» Goal: Can you scale the lines from the one with "Can you find the black" up to and including the last line, and only those? Write them all out again with the requests unchanged, and multiply every coordinate in the answers by 1.8, rounding to whole numbers with halves rounded up.

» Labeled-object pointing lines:
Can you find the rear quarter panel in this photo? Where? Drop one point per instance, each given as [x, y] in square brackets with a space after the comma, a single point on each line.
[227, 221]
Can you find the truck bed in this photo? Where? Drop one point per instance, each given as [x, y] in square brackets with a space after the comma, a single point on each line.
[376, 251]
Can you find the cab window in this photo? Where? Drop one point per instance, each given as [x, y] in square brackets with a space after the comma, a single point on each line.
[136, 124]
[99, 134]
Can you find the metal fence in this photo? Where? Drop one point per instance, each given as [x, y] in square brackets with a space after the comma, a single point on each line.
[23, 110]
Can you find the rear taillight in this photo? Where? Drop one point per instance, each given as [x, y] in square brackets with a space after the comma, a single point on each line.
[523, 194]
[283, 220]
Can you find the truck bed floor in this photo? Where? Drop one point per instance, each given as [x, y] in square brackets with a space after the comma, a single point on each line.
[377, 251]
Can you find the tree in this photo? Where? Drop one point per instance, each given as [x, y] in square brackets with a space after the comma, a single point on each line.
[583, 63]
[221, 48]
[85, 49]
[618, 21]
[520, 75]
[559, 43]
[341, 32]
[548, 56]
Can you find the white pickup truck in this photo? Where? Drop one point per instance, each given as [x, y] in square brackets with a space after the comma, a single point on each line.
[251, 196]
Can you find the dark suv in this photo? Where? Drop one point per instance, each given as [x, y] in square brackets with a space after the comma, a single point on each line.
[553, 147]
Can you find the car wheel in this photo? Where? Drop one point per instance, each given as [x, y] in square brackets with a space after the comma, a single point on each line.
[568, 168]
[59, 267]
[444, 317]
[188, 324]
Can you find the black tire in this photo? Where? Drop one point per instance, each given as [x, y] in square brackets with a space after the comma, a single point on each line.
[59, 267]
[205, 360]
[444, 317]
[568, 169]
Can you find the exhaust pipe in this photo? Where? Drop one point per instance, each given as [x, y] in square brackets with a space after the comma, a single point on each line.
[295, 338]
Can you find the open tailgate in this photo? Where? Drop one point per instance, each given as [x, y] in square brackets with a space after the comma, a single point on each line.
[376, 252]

» Exercise output:
Can you find the black tire in this photo? Where? Drop one point per instance, each given as [x, y] in square brackets with a space after the comma, a single point on each line.
[106, 481]
[369, 648]
[799, 571]
[1022, 304]
Can you find the exhaust pipe in this photo? Where? Drop one point per instance, each given as [x, y] in square brackets with a space after the comma, a single point on each line.
[531, 608]
Can you find the open tailgate in this photo? Where? Drop one point per instance, each given as [x, y] in square brackets with a space after the comma, a single point on each line.
[677, 454]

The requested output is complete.